BEGIN Data for this task

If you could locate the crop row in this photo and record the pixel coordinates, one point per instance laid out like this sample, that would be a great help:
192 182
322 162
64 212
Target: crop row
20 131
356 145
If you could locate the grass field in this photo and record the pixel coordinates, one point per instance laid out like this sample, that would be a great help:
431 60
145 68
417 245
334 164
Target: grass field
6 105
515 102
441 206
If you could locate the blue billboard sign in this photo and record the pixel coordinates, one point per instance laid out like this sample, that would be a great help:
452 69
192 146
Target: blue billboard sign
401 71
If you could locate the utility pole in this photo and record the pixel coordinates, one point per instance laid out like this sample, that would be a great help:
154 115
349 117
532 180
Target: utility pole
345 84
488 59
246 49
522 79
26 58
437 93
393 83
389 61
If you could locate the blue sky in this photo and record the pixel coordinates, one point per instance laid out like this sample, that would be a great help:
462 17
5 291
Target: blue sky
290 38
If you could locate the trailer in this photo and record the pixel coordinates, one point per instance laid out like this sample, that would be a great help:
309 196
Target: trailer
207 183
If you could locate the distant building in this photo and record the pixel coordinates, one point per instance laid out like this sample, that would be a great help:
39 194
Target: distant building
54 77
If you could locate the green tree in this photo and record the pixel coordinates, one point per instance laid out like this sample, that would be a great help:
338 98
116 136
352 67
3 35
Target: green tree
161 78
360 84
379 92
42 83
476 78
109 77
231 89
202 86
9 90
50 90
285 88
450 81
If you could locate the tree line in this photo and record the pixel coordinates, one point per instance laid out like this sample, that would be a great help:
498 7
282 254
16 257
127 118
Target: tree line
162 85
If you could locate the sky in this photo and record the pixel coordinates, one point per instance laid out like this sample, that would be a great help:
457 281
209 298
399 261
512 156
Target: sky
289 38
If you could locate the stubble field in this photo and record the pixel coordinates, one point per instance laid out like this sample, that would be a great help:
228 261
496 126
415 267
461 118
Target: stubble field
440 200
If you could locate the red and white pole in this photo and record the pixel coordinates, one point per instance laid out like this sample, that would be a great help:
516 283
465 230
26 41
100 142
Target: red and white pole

END Data for this task

Show the lines of the listing above with "white".

If you could locate the red and white pole in this photo and record the pixel coordinates, one point per instance laid out like this sample, that would be a great help:
Target: red and white pole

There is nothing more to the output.